Reproduce every line of the listing below as a numbered list, skipping any blank lines.

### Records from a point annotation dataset
+-------+

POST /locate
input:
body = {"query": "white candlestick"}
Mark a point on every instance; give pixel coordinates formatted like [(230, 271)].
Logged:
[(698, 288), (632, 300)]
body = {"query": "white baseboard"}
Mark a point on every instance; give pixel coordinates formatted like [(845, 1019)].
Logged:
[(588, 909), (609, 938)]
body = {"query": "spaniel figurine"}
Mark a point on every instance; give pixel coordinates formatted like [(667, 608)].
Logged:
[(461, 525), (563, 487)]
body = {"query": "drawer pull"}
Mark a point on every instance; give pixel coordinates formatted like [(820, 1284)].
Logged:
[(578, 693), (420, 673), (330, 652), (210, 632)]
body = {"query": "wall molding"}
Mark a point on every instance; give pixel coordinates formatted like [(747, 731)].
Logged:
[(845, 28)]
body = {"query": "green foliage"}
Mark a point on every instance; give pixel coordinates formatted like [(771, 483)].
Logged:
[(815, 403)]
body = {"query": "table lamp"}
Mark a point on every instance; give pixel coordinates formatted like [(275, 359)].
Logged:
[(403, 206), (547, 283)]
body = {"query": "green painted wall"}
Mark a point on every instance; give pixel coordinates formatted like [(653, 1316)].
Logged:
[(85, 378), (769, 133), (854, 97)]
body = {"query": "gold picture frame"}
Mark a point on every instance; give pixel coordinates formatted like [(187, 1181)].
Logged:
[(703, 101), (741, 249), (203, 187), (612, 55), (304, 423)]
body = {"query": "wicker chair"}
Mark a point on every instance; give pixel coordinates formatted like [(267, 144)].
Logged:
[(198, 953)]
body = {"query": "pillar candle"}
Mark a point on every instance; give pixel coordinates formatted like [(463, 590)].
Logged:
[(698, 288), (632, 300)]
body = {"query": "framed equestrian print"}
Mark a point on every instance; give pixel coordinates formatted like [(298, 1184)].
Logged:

+-------+

### Full answer
1. POST /locate
2. input:
3. body = {"query": "white candlestick"}
4. Mark a point on every instance; give pixel coordinates formatted like [(230, 271)].
5. Logged:
6. [(698, 288), (632, 300)]
7. body = {"query": "white baseboard"}
8. Mark a point on every instance; give pixel coordinates formatted like [(845, 1019)].
9. Logged:
10. [(588, 909), (609, 938)]
11. body = {"query": "spaniel figurine"}
12. Mark a point on every instance; give pixel coordinates formatted like [(667, 608)].
13. Logged:
14. [(461, 525), (563, 487)]
15. body = {"query": "drawer pull"}
16. Mark a point on every instance; give pixel coordinates formatted like [(820, 1284)].
17. Logged:
18. [(578, 693), (420, 673), (330, 652), (210, 632)]
19. body = {"query": "wall molding"}
20. Mark a point on every instance; give pixel coordinates formatted like [(747, 731)].
21. Logged:
22. [(845, 28)]
23. body = {"query": "green foliage"}
24. Mark a point on every instance; give pixel coordinates formatted like [(771, 483)].
25. Logged:
26. [(815, 403)]
27. body = {"query": "table lamp"}
28. Mark a point on every instance; give pixel coordinates formatted like [(275, 359)].
29. Logged:
30. [(403, 206), (547, 283)]
31. body = {"query": "green painted wall"}
32. Mark a point on every instance; give pixel coordinates formatted like [(653, 1316)].
33. Logged:
34. [(85, 378), (769, 133), (854, 97)]
35. body = {"query": "gold picture frame"}
36. Mark a point on every instance; give pixel coordinates formatted like [(187, 1181)].
37. Logged:
38. [(703, 101), (741, 249), (203, 187), (612, 55), (304, 423)]
39. body = {"query": "wicker chair"}
40. Mark a point on every instance; give pixel coordinates formatted like [(267, 144)].
41. Logged:
42. [(198, 953)]
43. body = {"query": "pillar candle"}
44. Mark a point on every instance; give pixel coordinates formatted like [(463, 590)].
45. Logged:
46. [(698, 288), (632, 300)]
47. body = {"query": "framed equestrian print"}
48. Mark a point on every instance; give pixel coordinates formatted like [(298, 1184)].
49. Logged:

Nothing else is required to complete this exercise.